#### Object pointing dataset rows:
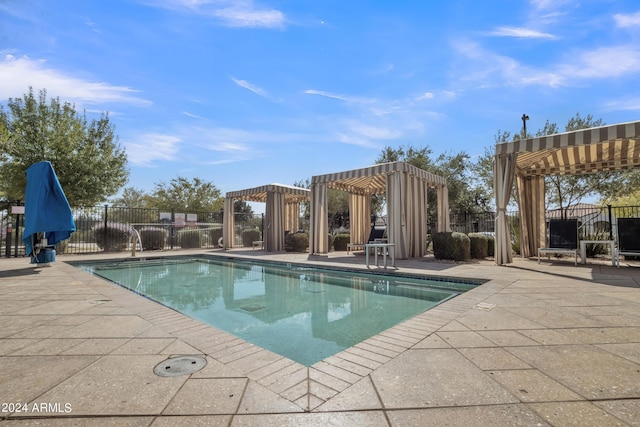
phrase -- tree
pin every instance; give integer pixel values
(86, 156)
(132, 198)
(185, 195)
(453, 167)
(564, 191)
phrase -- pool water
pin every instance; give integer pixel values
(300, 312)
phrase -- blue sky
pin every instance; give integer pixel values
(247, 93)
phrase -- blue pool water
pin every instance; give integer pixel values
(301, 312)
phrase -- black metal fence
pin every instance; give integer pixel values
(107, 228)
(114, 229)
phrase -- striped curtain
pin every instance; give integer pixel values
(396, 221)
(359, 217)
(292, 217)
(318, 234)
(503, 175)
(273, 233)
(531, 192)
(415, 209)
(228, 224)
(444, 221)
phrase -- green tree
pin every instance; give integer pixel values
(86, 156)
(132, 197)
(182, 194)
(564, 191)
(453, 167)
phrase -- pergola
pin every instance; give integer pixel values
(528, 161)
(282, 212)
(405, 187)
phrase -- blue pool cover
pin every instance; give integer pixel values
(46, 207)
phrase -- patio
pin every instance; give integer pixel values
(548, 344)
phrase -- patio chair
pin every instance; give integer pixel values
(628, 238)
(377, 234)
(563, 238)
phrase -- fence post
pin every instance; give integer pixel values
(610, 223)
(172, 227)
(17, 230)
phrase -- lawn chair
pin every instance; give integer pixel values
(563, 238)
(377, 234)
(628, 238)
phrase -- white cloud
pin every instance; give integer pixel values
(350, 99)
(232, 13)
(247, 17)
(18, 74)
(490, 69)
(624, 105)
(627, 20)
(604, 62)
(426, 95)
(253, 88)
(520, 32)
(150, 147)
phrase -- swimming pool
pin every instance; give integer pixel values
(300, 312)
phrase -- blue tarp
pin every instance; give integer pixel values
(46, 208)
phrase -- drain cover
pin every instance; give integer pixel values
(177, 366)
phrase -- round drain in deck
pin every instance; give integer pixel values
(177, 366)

#### What to produce:
Render everything from the line containing "phrase -- blue pool cover" down to the end of the rows as a Markdown table with two columns, Number and Entry, where Number counts each line in order and Entry holds the line itself. Leave out any blank lines.

#### Reply:
| Number | Entry |
|---|---|
| 1 | phrase -- blue pool cover |
| 2 | pin every instance; give integer pixel values |
| 3 | (46, 207) |
| 4 | phrase -- patio |
| 5 | pin every instance; give integer pixel values |
| 6 | (548, 344) |
| 7 | phrase -- patio chair |
| 8 | pin every instance; give integer pixel values |
| 9 | (628, 238) |
| 10 | (377, 234) |
| 11 | (563, 238) |
| 12 | phrase -- fence post |
| 13 | pin every instance; give integer pixel values |
| 14 | (610, 223) |
| 15 | (172, 227) |
| 16 | (17, 230) |
| 17 | phrase -- lawn chair |
| 18 | pin every instance; give integer pixel values |
| 19 | (563, 238) |
| 20 | (377, 234) |
| 21 | (628, 238) |
| 22 | phrase -- white cloud |
| 23 | pin every instance; give integer pixel values |
| 24 | (350, 99) |
| 25 | (232, 13) |
| 26 | (247, 17) |
| 27 | (18, 74) |
| 28 | (490, 69) |
| 29 | (624, 105) |
| 30 | (627, 20) |
| 31 | (604, 62) |
| 32 | (426, 95) |
| 33 | (253, 88) |
| 34 | (520, 32) |
| 35 | (150, 147) |
| 36 | phrase -- swimming pool |
| 37 | pin every instance; give integer pixel values |
| 38 | (300, 312) |
| 39 | phrase -- blue tarp |
| 40 | pin every instance; give integer pixel values |
| 41 | (46, 208) |
| 42 | phrase -- drain cover |
| 43 | pin every instance; give integer pixel values |
| 44 | (177, 366) |
| 45 | phrase -- round drain in deck |
| 46 | pin every instance; give integer pixel values |
| 47 | (177, 366) |